═════ Text block ═════

A SAND HILL HORNET CARRIES HOME ITS PARALYZED VICTIM
The bees and wasps, both social and solitary, are the most important sisters in the stinging sorority. Certain ants possess protective stings, though, at least in North America, they are far from seriously venomous, even when numerously cooperative.
Because he tackles every kind and condition it is the enthusiastic collector of the Hymenoptera who gathers very definite and comparative knowledge of insect stings. However expert he may be in poison bottling his specimens from flowers or fruit, he can be sure to receive an extended thrust of an abdomen now and then, and if he is a student of the social habits and nest-building he runs a very large chance of maddening those active, four winged ladies who are jealous of their rights. The solitary forms are never inclined to resent minor interference.
The relative power of the venom of stings is largely a matter of the physical condition of the victim and of individual susceptibility, much as between those who are affected by poison ivy and those who are not. The food of the creatures may also exert a decided influence.

═════ Input data ═════

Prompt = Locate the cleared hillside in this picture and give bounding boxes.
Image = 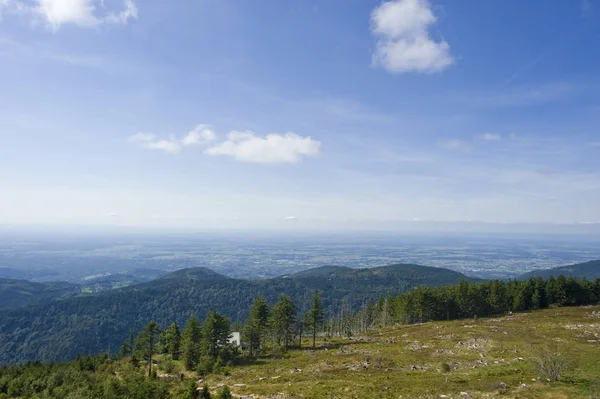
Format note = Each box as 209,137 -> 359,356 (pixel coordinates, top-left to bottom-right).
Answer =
0,306 -> 600,399
185,306 -> 600,399
0,265 -> 473,364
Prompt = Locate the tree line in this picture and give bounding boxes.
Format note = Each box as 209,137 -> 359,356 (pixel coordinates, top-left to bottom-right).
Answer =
119,291 -> 324,376
121,276 -> 600,375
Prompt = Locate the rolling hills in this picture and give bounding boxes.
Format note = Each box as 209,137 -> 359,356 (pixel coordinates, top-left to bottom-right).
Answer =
0,265 -> 473,364
0,278 -> 81,310
519,260 -> 600,280
0,305 -> 600,399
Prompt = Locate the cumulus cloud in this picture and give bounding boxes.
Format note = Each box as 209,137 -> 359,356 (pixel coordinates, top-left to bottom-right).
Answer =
129,125 -> 217,154
371,0 -> 454,73
0,0 -> 138,30
204,131 -> 321,164
479,133 -> 502,141
181,125 -> 217,146
129,133 -> 181,154
129,125 -> 321,164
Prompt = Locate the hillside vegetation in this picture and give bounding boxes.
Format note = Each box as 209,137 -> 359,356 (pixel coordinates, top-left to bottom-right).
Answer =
0,278 -> 81,310
0,265 -> 473,364
0,306 -> 600,399
521,260 -> 600,280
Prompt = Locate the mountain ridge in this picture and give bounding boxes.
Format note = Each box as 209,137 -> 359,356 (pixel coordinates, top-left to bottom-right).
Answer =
0,265 -> 477,364
519,260 -> 600,280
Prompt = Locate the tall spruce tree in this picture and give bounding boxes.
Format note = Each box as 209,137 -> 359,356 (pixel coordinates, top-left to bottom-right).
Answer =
201,310 -> 231,358
271,294 -> 296,350
182,316 -> 202,370
245,295 -> 271,357
305,291 -> 325,349
135,321 -> 160,376
164,322 -> 181,354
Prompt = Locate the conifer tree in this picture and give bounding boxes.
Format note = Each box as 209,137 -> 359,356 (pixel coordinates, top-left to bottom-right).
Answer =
182,316 -> 202,370
271,294 -> 296,350
245,295 -> 270,357
305,291 -> 325,349
201,310 -> 231,358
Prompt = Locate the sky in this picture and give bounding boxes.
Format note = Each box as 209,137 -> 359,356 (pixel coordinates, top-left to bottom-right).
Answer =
0,0 -> 600,229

═════

- [Aim of the exercise] Copy out the full text on insect stings word for word, from its heading through its final sentence.

- [Response below]
A SAND HILL HORNET CARRIES HOME ITS PARALYZED VICTIM
The bees and wasps, both social and solitary, are the most important sisters in the stinging sorority. Certain ants possess protective stings, though, at least in North America, they are far from seriously venomous, even when numerously cooperative.
Because he tackles every kind and condition it is the enthusiastic collector of the Hymenoptera who gathers very definite and comparative knowledge of insect stings. However expert he may be in poison bottling his specimens from flowers or fruit, he can be sure to receive an extended thrust of an abdomen now and then, and if he is a student of the social habits and nest-building he runs a very large chance of maddening those active, four winged ladies who are jealous of their rights. The solitary forms are never inclined to resent minor interference.
The relative power of the venom of stings is largely a matter of the physical condition of the victim and of individual susceptibility, much as between those who are affected by poison ivy and those who are not. The food of the creatures may also exert a decided influence.